Challenges:
1. Name every location listed for a member in the forum thread on grounding wire.
2. In the forum thread on grounding wire, what occupation is listed for tom baker?

** START OF Document excerpt **

No. Refer to NEC 250.118(4)

[ December 09, 2003, 11:11 PM: Message edited by: dereckbc ]
 

tom baker

First Chief Moderator & NEC Expert
Staff member
Location
Bremerton, Washington
Occupation
Master Electrician
Re: ground wire- ( green wire )

Not required the EMT is an equpment grounding conductor. But I recommend it and always run an EGC. I would look at the location, inside walls you may not need an EQC, but exposed on a roof or in a warehouse, then yes.
 

friebel

Senior Member
Location
Pennsville, N.J.
Re: ground wire- ( green wire )

To: Tom Baker, and all concerned about whether to run a ground wire if you are using the EMT system for the grounding purpose.
For many years, where I worked in industry, we used the RMC(Rigid metal conduit), for our grounding path. But, what happens if the conduit becomes broken, damaged, or at the coupling, corosion develops,and then you do not have continuity in your EMT system. All of this can happen. Finally our Design Engineer, said, we will always carry a separate wire for our grounding purposes. It just makes good common safety sense to run a grounding wire, that will go back to your source of power.
 

iwire

Moderator
Staff member
Location
Massachusetts
Re: ground wire- ( green wire )

Kiss

Not a bad idea to run a copper grounding conductor.

But definitely not required by NEC.

** END OF Document excerpt **
** START OF Data supplied **

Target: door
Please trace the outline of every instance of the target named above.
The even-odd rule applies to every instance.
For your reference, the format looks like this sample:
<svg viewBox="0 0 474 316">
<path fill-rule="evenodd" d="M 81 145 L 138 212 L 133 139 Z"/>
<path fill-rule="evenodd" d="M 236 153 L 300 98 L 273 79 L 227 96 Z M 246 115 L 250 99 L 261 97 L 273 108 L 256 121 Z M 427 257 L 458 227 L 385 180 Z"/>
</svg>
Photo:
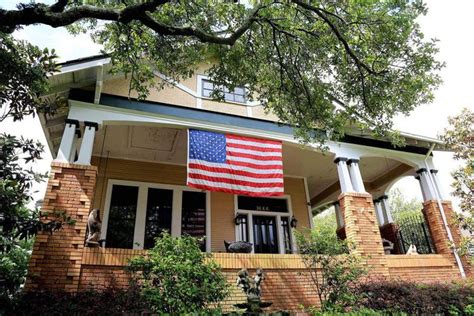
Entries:
<svg viewBox="0 0 474 316">
<path fill-rule="evenodd" d="M 278 253 L 276 219 L 274 216 L 253 216 L 255 253 Z"/>
</svg>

** END OF Data supplied **

Exercise solutions:
1. Bremerton, Washington; Pennsville, N.J.; Massachusetts

2. Master Electrician